What is required:
Rewrite every one of the rows below, changing each occurrence of "Return the mask" to "Output the mask" and keeping everything else the same.

(Source records)

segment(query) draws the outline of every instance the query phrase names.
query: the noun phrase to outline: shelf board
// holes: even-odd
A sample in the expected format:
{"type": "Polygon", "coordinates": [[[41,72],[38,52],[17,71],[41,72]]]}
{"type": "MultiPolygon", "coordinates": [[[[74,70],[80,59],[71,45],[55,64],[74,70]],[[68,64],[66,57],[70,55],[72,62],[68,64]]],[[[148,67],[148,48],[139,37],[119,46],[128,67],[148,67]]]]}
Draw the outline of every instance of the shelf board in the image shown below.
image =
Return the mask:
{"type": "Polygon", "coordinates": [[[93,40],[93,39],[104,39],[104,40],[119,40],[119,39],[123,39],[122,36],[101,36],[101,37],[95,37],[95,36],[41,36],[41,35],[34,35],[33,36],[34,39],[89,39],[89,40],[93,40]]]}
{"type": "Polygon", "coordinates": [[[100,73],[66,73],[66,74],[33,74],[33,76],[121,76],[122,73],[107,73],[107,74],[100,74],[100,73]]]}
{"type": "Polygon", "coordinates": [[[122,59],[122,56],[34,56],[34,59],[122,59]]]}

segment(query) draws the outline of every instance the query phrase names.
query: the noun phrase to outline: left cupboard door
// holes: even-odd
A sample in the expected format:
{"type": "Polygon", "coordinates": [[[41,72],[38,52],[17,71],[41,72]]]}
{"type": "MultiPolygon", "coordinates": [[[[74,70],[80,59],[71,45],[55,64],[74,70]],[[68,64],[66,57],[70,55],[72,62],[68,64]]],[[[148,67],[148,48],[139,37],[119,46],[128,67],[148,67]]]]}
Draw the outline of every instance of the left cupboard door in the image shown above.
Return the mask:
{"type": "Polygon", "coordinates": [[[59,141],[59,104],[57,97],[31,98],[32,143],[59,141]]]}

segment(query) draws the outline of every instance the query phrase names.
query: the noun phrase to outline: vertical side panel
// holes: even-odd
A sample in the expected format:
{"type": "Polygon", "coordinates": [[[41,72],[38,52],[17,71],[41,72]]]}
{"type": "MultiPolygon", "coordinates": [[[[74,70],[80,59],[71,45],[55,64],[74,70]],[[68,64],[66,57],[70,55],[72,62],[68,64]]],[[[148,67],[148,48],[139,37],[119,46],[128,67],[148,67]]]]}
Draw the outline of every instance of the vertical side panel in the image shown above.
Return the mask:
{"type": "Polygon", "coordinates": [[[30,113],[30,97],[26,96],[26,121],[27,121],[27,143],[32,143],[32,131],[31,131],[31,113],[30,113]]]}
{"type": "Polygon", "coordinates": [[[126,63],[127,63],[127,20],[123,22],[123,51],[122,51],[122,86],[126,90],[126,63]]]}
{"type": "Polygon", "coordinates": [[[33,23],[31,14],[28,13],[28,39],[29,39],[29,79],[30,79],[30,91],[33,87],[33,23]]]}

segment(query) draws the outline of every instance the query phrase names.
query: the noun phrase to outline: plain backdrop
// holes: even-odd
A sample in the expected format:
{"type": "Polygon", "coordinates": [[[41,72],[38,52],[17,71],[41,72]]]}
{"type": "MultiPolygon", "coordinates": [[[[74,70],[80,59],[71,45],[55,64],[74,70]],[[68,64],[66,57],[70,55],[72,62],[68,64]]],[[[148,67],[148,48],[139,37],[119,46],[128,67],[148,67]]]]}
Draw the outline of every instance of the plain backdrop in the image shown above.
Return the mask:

The response:
segment(query) draws the outline of every instance the query phrase names.
query: the noun phrase to outline: shelf board
// holes: even-odd
A sample in the expected format:
{"type": "Polygon", "coordinates": [[[41,72],[38,52],[17,71],[41,72]]]}
{"type": "MultiPolygon", "coordinates": [[[[74,70],[80,59],[71,45],[55,64],[74,70]],[[68,64],[66,57],[70,55],[72,62],[68,64]]],[[[148,67],[148,48],[139,37],[119,46],[128,67],[148,67]]]]}
Draw the outline of every instance of the shelf board in the image shown below.
image =
Output the mask:
{"type": "Polygon", "coordinates": [[[93,40],[93,39],[104,39],[104,40],[119,40],[119,39],[123,39],[122,36],[101,36],[101,37],[95,37],[95,36],[41,36],[41,35],[34,35],[33,36],[34,39],[89,39],[89,40],[93,40]]]}
{"type": "Polygon", "coordinates": [[[100,73],[66,73],[66,74],[33,74],[33,76],[121,76],[122,73],[107,73],[107,74],[100,74],[100,73]]]}
{"type": "Polygon", "coordinates": [[[122,59],[122,56],[34,56],[34,59],[122,59]]]}

segment(query) draws the outline of every instance the query phrase names.
query: the noun phrase to outline: left cupboard door
// holes: even-odd
A sample in the expected format:
{"type": "Polygon", "coordinates": [[[41,72],[38,52],[17,71],[41,72]]]}
{"type": "MultiPolygon", "coordinates": [[[[74,70],[80,59],[71,45],[55,64],[74,70]],[[68,64],[66,57],[70,55],[72,62],[68,64]]],[[[148,67],[148,48],[139,37],[119,46],[128,67],[148,67]]]]}
Draw the outline of every instance of the left cupboard door in the image shown above.
Output the mask:
{"type": "Polygon", "coordinates": [[[59,141],[59,104],[57,97],[31,98],[32,143],[59,141]]]}

segment(query) draws the outline of every instance the query phrase names.
query: the noun phrase to outline: vertical side panel
// holes: even-odd
A sample in the expected format:
{"type": "Polygon", "coordinates": [[[41,72],[38,52],[17,71],[41,72]]]}
{"type": "MultiPolygon", "coordinates": [[[[74,70],[80,59],[71,45],[55,64],[74,70]],[[68,64],[66,57],[70,55],[72,62],[68,64]]],[[[148,67],[148,48],[139,37],[119,46],[128,67],[148,67]]]]}
Draw the outline of every instance of the vertical side panel in the image shown above.
Output the mask:
{"type": "Polygon", "coordinates": [[[30,113],[30,97],[26,96],[26,121],[27,121],[27,143],[32,143],[32,131],[31,131],[31,113],[30,113]]]}
{"type": "Polygon", "coordinates": [[[126,63],[127,63],[127,20],[123,22],[123,51],[122,51],[122,86],[126,90],[126,63]]]}
{"type": "Polygon", "coordinates": [[[33,23],[31,14],[28,13],[28,39],[29,39],[29,79],[30,79],[30,91],[33,87],[33,23]]]}

segment(query) draws the outline of every instance the query phrase names.
query: the noun phrase to outline: plain backdrop
// holes: even-odd
A sample in the expected format:
{"type": "Polygon", "coordinates": [[[41,72],[38,52],[17,71],[41,72]]]}
{"type": "MultiPolygon", "coordinates": [[[[74,70],[80,59],[71,45],[55,64],[74,70]],[[68,64],[66,57],[70,55],[72,62],[68,64]]],[[[148,67],[148,48],[139,37],[119,46],[128,67],[148,67]]]]}
Draw the outline of every instance of the plain backdrop in the image shown above.
Output the mask:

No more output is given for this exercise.